┏━━

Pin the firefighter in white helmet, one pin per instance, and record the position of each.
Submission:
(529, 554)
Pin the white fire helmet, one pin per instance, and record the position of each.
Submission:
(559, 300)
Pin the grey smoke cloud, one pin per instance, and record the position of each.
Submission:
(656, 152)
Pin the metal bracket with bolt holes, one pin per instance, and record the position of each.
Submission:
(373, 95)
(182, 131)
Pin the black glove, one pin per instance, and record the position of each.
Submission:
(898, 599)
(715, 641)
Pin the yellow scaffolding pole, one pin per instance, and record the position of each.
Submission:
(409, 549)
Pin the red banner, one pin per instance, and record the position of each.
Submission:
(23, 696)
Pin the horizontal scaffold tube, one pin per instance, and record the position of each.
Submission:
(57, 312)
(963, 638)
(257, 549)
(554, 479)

┗━━

Aim of the exercise
Extract exactly the lines between the line containing "Pin the white" and the end of the data, including both.

The output
Pin the white fire helmet, one pin per instance, and record the position of each.
Submission:
(559, 300)
Pin the grey smoke cloud, one pin per instance, and record the position of each.
Submission:
(656, 152)
Pin the metal bracket with bolt holes, one pin per instance, and record the position of each.
Submission:
(373, 95)
(182, 131)
Pin the black glove, one pin per instance, and record the position of each.
Submission:
(898, 599)
(715, 641)
Pin the yellow scaffolding pole, one pin per instance, and record the position of each.
Submission:
(409, 549)
Pin the red banner, one pin per instance, and record the position of each.
Submission:
(23, 696)
Pin the horizontal scaffold tube, one pin per instance, and record the position of each.
Submission:
(57, 312)
(963, 638)
(257, 549)
(554, 479)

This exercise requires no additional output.